Page:
MediaCrawler/media_platform/xhs/core.py

import sys
import asyncio
from typing import Optional, List, Dict

from playwright.async_api import Page
from playwright.async_api import Cookie
from playwright.async_api import BrowserContext
from playwright.async_api import async_playwright

import utils
from .client import XHSClient
from base_crawler import Crawler


class XiaoHongShuCrawler(Crawler):
    def __init__(self):
        self.keywords = None
        self.scan_qrcode_time = None
        self.cookies: Optional[List[Cookie]] = None
        self.browser_context: Optional[BrowserContext] = None
        self.context_page: Optional[Page] = None
        self.proxy: Optional[Dict] = None
        self.user_agent = utils.get_user_agent()
        self.xhs_client: Optional[XHSClient] = None
        self.login_url = "https://www.xiaohongshu.com"
        self.scan_qrcode_time = 20  # second

    def init_config(self, **kwargs):
        self.keywords = kwargs.get("keywords")

    async def update_cookies(self):
        self.cookies = await self.browser_context.cookies()

    async def start(self):
        async with async_playwright() as playwright:
            # launch browser and create single browser context
            chromium = playwright.chromium
            browser = await chromium.launch(headless=True)
            self.browser_context = await browser.new_context(
                viewport={"width": 1920, "height": 1080},
                user_agent=self.user_agent,
                proxy=self.proxy
            )

            # execute JS to bypass anti automation/crawler detection
            await self.browser_context.add_init_script(path="libs/stealth.min.js")
            self.context_page = await self.browser_context.new_page()
            await self.context_page.goto(self.login_url)

Location labeling items:

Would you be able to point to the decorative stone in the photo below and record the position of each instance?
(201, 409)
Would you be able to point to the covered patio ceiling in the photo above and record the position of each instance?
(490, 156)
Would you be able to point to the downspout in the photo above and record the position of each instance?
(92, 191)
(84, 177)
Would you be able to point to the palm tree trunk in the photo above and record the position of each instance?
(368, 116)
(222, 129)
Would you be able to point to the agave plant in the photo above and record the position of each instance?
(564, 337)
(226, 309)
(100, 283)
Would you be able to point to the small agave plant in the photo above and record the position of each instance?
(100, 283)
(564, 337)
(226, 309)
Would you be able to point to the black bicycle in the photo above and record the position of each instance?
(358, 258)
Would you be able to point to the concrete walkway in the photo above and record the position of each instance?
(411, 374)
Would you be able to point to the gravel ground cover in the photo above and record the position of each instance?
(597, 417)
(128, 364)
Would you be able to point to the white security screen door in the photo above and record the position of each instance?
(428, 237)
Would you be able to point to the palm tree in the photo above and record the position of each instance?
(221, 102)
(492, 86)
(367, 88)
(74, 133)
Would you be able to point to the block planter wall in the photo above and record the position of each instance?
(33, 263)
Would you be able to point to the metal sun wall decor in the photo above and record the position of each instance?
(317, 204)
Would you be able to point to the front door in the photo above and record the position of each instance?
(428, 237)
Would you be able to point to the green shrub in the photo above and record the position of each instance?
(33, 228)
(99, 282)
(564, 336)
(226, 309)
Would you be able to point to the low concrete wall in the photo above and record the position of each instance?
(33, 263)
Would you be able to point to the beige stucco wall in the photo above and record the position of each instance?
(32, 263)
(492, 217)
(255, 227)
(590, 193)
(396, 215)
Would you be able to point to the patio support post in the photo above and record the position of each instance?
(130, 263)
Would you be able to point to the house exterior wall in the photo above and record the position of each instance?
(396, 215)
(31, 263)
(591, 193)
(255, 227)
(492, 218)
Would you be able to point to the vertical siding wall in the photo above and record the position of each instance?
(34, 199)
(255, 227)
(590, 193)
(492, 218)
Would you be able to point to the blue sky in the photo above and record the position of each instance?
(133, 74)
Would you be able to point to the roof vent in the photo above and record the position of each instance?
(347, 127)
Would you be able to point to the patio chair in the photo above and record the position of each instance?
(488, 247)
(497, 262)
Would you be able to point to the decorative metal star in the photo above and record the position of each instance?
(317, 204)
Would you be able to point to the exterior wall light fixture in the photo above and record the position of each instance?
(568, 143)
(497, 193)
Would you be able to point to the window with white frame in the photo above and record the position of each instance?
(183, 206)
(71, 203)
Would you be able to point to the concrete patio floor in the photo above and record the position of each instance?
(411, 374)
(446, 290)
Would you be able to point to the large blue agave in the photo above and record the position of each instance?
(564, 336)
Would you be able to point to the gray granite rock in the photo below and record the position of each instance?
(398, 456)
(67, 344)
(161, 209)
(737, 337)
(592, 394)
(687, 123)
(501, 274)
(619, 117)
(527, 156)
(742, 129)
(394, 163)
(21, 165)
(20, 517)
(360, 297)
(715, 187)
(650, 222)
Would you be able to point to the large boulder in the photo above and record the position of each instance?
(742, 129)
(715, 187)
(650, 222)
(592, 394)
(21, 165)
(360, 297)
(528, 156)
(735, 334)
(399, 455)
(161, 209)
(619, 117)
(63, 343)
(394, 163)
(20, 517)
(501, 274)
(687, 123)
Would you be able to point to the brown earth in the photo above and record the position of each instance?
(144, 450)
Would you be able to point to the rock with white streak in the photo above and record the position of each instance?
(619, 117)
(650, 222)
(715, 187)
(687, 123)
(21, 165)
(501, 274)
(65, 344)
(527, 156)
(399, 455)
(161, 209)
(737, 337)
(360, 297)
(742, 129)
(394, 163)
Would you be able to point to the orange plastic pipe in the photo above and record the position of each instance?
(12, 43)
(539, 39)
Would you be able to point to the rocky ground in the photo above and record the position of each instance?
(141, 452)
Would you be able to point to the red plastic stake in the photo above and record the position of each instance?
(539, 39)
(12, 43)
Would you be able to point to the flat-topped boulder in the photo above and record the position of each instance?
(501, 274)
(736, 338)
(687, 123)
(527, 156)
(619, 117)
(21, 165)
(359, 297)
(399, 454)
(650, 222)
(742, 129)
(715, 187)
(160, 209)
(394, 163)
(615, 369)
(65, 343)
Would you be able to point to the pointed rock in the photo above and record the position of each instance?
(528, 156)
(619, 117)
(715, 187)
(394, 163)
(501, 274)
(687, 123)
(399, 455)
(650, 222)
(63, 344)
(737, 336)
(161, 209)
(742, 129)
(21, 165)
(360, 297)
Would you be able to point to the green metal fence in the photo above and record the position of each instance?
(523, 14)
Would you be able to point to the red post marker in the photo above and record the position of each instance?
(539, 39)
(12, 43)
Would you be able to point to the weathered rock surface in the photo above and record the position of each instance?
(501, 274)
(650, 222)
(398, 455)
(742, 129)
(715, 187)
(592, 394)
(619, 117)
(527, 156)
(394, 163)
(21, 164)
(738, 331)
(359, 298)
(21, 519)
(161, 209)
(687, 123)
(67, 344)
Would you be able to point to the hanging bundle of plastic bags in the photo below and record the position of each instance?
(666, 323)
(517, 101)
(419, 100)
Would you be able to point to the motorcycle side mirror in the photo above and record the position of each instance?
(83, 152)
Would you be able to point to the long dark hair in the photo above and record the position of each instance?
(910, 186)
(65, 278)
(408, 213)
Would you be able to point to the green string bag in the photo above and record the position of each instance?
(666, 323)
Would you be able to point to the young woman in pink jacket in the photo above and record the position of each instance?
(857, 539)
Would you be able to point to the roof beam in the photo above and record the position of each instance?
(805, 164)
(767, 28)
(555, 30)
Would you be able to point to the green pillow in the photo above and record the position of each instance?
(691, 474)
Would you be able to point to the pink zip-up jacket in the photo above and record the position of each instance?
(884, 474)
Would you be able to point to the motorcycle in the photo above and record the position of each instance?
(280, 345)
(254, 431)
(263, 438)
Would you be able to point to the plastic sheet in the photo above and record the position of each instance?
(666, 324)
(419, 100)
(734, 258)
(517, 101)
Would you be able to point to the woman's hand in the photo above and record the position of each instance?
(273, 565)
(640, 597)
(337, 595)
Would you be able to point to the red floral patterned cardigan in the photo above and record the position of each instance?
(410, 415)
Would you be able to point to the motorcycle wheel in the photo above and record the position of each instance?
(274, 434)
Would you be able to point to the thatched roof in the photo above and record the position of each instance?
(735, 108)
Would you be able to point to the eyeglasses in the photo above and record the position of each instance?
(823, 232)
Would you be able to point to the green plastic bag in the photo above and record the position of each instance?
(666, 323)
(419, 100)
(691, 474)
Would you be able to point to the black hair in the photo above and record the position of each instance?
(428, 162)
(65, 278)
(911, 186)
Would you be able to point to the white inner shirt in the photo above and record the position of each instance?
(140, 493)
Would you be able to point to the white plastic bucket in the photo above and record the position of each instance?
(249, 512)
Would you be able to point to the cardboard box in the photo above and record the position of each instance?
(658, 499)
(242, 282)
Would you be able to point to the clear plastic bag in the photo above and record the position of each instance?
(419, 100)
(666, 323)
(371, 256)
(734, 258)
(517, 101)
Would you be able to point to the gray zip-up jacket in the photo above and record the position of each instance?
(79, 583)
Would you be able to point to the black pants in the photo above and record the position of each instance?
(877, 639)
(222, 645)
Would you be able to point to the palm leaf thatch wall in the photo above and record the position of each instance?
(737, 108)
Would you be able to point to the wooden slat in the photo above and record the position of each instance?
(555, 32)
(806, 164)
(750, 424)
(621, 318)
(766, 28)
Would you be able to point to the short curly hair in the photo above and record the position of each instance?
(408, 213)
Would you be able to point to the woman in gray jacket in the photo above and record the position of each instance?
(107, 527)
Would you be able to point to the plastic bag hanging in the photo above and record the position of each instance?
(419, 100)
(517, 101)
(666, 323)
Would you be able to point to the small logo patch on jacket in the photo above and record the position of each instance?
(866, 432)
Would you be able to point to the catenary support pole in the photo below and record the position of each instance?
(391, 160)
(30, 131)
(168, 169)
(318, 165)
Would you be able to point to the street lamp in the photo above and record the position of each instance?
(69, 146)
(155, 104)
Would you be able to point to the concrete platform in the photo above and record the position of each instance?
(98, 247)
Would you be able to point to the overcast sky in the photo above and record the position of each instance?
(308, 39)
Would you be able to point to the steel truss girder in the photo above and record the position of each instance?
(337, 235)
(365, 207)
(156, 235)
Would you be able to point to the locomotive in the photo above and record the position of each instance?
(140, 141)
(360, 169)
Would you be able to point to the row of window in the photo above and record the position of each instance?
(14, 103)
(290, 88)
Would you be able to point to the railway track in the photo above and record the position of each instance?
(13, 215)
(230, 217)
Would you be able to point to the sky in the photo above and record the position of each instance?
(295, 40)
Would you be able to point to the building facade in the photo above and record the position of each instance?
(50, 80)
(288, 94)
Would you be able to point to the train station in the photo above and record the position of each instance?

Work to do:
(a) In the crawler code, translate the comment "launch browser and create single browser context" into Spanish.
(b) Using the crawler code, answer these:
(i) What viewport width and height are given to the new browser context?
(ii) How many seconds is scan_qrcode_time finally set to in the constructor?
(iii) What URL is assigned to login_url?
(c) Duplicate the crawler code between "self.scan_qrcode_time = 20" and "self.cookies = await self.browser_context.cookies()", inclusive.
The location labeling items have no connection to the crawler code.

Solved tasks:
(a) Inicia el navegador y crea un único contexto de navegador.

(b)
(i) A width of 1920 and a height of 1080.
(ii) 20 seconds.
(iii) https://www.xiaohongshu.com

(c)
self.scan_qrcode_time = 20  # second

    def init_config(self, **kwargs):
        self.keywords = kwargs.get("keywords")

    async def update_cookies(self):
        self.cookies = await self.browser_context.cookies()